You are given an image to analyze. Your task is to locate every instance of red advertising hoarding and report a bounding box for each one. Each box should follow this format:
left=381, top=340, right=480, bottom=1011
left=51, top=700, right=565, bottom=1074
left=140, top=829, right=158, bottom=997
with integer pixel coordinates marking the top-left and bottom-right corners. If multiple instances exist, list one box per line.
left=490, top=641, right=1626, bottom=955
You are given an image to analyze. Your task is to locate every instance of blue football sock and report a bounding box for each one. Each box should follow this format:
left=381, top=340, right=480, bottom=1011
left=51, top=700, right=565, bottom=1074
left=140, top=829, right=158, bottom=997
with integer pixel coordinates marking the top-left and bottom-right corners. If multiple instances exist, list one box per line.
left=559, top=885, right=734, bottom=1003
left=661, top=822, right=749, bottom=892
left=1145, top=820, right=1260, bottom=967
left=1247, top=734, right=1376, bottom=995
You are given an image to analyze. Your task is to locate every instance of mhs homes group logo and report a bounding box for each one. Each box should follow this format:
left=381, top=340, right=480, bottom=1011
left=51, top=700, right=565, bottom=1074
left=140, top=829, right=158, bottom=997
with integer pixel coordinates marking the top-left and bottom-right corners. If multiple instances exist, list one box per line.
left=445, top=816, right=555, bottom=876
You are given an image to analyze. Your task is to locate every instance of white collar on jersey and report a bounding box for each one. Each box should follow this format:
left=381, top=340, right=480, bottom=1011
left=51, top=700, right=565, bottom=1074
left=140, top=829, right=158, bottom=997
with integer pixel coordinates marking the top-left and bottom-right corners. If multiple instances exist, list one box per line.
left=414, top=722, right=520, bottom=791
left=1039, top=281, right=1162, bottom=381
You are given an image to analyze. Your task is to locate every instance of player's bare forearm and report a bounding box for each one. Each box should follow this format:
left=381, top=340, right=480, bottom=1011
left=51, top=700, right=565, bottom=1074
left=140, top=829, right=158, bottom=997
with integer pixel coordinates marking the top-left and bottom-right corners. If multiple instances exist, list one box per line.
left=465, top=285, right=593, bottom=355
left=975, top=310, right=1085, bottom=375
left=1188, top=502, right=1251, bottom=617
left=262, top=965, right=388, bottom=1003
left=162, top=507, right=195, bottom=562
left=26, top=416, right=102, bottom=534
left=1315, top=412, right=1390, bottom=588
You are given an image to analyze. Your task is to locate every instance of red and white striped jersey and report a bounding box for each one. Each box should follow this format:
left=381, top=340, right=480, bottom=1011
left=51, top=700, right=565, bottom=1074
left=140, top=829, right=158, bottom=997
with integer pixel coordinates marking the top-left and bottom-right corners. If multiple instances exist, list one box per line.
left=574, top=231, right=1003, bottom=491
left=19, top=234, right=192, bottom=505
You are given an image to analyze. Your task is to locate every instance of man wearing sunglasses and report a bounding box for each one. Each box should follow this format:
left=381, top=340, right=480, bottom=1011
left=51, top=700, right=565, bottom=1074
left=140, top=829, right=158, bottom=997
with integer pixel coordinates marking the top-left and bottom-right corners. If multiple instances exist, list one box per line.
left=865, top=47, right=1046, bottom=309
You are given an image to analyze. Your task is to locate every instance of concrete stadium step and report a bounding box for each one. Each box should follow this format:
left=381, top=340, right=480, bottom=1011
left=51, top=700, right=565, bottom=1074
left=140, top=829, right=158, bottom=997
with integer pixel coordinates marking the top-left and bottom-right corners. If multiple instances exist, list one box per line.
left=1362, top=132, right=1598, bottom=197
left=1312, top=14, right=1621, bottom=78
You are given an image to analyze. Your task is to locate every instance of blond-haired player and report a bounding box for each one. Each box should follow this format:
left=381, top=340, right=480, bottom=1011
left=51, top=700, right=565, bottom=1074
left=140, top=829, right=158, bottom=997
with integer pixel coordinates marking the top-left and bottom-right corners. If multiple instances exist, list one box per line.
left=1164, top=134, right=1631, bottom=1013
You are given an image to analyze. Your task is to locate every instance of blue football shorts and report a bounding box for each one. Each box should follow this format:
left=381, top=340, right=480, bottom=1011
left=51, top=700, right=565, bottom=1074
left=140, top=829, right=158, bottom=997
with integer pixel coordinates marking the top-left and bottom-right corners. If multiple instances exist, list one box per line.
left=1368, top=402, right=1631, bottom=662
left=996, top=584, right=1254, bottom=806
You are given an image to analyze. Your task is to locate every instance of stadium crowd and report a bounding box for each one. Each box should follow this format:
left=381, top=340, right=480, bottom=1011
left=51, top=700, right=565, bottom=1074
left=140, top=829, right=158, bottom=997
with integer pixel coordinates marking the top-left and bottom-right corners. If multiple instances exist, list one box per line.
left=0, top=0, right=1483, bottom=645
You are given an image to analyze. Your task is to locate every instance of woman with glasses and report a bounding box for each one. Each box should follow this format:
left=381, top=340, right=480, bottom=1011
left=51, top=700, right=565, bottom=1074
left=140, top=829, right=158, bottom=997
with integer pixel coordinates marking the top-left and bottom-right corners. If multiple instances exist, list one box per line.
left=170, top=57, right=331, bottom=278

Exercise directions: To complete the exercise, print all of the entries exactly.

Written response:
You are given an image to analyze. Your task is to locate every instance of red advertising hoarding and report a bounding box for each one. Each box should follow this format:
left=381, top=340, right=480, bottom=1011
left=51, top=700, right=565, bottom=1074
left=140, top=829, right=158, bottom=997
with integer pixel coordinates marking the top-left and bottom-right corners. If multiple instances exist, list one box per line.
left=490, top=641, right=1626, bottom=955
You are given an image to analyze. Your task is to locate every instance of blue football sock and report a bounding box for each one. Each box should follow this format:
left=381, top=340, right=480, bottom=1011
left=51, top=700, right=565, bottom=1074
left=140, top=829, right=158, bottom=997
with integer pixel coordinates marking the top-left and bottom-right corners. If multiple instances exist, list one box per line.
left=559, top=885, right=734, bottom=1003
left=661, top=822, right=749, bottom=892
left=1145, top=820, right=1260, bottom=967
left=1247, top=734, right=1376, bottom=995
You are given an image to analyze. Your task is to locate every instance of mhs homes group logo and report a bounding box for each one. Each box should follow this format:
left=381, top=340, right=480, bottom=1011
left=51, top=700, right=565, bottom=1074
left=140, top=829, right=158, bottom=997
with integer pixel coordinates marking the top-left and bottom-right corners. If multiple instances exist, list one box per line.
left=445, top=816, right=555, bottom=876
You are given an image to analyze. Your task is to locate every instance of white collar on jersey and report a bounding box for each one. Each box should follow this format:
left=381, top=340, right=480, bottom=1011
left=51, top=700, right=565, bottom=1074
left=140, top=829, right=158, bottom=997
with integer pixel coordinates marking the top-left and bottom-right corners. If multiple instances exist, list one box per line.
left=414, top=722, right=520, bottom=791
left=1039, top=281, right=1162, bottom=381
You are given an image to analyze. Your task is to locate every instance of player's bare forearm and report a bounding box for each one. Each box should follow this format:
left=381, top=340, right=480, bottom=1011
left=51, top=700, right=565, bottom=1074
left=140, top=829, right=158, bottom=997
with integer pixel coordinates marking the top-left and bottom-right corners. If multiple instances exist, list one box per line.
left=465, top=285, right=593, bottom=355
left=975, top=310, right=1085, bottom=375
left=1188, top=502, right=1251, bottom=617
left=262, top=965, right=388, bottom=1003
left=162, top=507, right=195, bottom=562
left=26, top=416, right=102, bottom=534
left=1315, top=412, right=1390, bottom=588
You are given an image to analyze. Your task is to locate every instance of red and white striped jersey and report a bounding box for each one. Each box should follow this format:
left=381, top=340, right=480, bottom=1011
left=51, top=700, right=565, bottom=1074
left=140, top=829, right=158, bottom=997
with integer pixel coordinates marking the top-left and bottom-right corners. If multiple instances exist, list one box per line.
left=574, top=231, right=1003, bottom=491
left=19, top=234, right=192, bottom=505
You are given an image to analyze. Your task is to locate every instance of man wearing sunglasses and report a bounding box for each one. Each box should follow this format:
left=381, top=340, right=480, bottom=1011
left=51, top=700, right=565, bottom=1074
left=140, top=829, right=158, bottom=997
with integer pixel coordinates marking the top-left and bottom-right corners. If multiple instances exist, list one box per line.
left=865, top=47, right=1046, bottom=309
You are given an image to analyze. Your task is to locate every instance of concrete stadium step and report a bounding box for each one. Each box should follow this format:
left=381, top=340, right=480, bottom=1011
left=51, top=700, right=565, bottom=1074
left=140, top=829, right=158, bottom=997
with integer pixel coordinates marking the top-left and bottom-right corners. If multiple instances exist, list one box per line.
left=1362, top=132, right=1598, bottom=197
left=1312, top=14, right=1621, bottom=78
You are given an image to analyze. Your task is to locate every instance of blond-haired player and report a bounding box for each one. Each box should follow this format:
left=381, top=340, right=480, bottom=1011
left=51, top=700, right=565, bottom=1074
left=140, top=829, right=158, bottom=997
with integer pixel coordinates marking the top-left and bottom-right corners. If multiple instances exist, list one box per line.
left=1164, top=134, right=1631, bottom=1013
You are given an image to analyze. Your task is to locate every instance of blue football shorts and report a bounding box for each one. Each box should follow this format:
left=381, top=340, right=480, bottom=1011
left=51, top=700, right=565, bottom=1074
left=140, top=829, right=158, bottom=997
with integer pixel coordinates marking the top-left and bottom-right corners. If multiple instances exist, list one box per line.
left=1368, top=402, right=1631, bottom=662
left=996, top=584, right=1254, bottom=806
You are given an image to analyze. Your task is to locate every instance of stadium crowd and report a bounding box for each one. Each box should follow this format:
left=381, top=340, right=480, bottom=1011
left=51, top=700, right=565, bottom=1074
left=140, top=829, right=158, bottom=997
with integer pixel coordinates marking the top-left and bottom-right corners. If multiple instances exist, list one box per line.
left=0, top=0, right=1483, bottom=645
You are given an image to analyze. Your task is to locate every instance of woman with glasses and report a bounding box for each one. Each box should follow this format:
left=381, top=340, right=480, bottom=1011
left=51, top=700, right=565, bottom=1074
left=140, top=829, right=158, bottom=997
with integer pixel coordinates marking the top-left and bottom-right corners. If multiple instances exist, list one box per line.
left=170, top=57, right=331, bottom=278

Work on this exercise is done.